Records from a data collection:

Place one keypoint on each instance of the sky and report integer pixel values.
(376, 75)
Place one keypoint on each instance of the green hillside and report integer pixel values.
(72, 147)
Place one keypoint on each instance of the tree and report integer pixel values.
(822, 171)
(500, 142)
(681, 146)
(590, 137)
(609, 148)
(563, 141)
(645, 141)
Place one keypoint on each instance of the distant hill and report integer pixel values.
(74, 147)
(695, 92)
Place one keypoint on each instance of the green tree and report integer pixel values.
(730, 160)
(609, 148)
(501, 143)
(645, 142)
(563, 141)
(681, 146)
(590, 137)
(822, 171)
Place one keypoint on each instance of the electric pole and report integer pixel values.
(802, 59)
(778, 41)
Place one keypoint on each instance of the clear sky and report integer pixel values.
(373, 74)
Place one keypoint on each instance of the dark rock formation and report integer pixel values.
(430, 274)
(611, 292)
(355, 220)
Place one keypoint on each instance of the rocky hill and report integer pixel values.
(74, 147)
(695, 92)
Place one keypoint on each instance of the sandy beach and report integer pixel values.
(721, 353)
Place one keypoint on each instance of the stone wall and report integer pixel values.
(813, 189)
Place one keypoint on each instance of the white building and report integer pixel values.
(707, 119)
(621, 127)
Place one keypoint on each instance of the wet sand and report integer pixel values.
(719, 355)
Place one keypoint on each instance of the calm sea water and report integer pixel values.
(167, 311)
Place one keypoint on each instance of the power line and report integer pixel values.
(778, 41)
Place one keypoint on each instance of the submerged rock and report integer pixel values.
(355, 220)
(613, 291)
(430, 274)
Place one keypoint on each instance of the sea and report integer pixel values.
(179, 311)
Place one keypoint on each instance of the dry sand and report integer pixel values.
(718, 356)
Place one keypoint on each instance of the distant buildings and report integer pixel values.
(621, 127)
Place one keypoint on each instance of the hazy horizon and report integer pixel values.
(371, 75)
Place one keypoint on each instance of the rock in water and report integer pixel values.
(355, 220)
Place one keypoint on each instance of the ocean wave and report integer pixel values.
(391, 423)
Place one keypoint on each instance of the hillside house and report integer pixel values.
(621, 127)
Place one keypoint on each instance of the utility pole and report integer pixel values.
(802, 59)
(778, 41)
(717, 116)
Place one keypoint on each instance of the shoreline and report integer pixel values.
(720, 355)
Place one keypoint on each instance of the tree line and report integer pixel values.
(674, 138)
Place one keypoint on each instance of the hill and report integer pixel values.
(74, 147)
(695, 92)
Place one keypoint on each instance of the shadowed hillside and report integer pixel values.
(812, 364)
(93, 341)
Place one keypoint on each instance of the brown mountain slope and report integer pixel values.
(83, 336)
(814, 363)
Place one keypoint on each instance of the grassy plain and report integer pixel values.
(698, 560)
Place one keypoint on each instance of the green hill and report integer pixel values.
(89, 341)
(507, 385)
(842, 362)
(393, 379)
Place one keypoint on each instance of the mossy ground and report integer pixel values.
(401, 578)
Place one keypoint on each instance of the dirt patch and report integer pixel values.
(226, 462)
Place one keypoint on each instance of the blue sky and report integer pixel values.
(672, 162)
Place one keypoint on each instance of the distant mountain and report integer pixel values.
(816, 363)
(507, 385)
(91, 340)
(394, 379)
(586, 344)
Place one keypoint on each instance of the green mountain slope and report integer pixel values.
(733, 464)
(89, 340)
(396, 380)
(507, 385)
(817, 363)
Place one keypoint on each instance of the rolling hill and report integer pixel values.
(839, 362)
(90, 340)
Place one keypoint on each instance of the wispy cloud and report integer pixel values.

> [Work to be completed]
Repeat, without changes, every line from the one that contains "Place one keypoint on each instance of the shadowed" through the final line of the data.

> [Answer box]
Place one keypoint on each instance of the shadowed hillside and report integer pixel values.
(812, 364)
(93, 341)
Place one keypoint on each instance of the brown mountain slope and report integer pixel values.
(83, 336)
(814, 363)
Place one keypoint on each instance of the grassy plain and report integer pixel values.
(698, 560)
Place one keypoint on each instance of the green hill and report integer pixel values.
(89, 341)
(507, 385)
(842, 362)
(393, 379)
Place one keypoint on each instance of the mossy ground and report integer pixel values.
(401, 578)
Place one keypoint on each instance of the dirt patch and report integer pixel values.
(226, 462)
Place one keypoint on each instance of the blue sky and report integer pixel values.
(672, 162)
Place one keypoint on each instance of the distant mountain and report integer pixel values.
(816, 363)
(507, 385)
(91, 340)
(394, 379)
(586, 344)
Place one keypoint on each instance of the green mountain slope and report integer pixel values.
(733, 464)
(89, 340)
(396, 380)
(507, 385)
(817, 363)
Place one keypoint on each instance of the rolling hill and report integer pixel values.
(839, 362)
(90, 340)
Place one keypoint on each instance of the wispy cloud and report integer pixel values.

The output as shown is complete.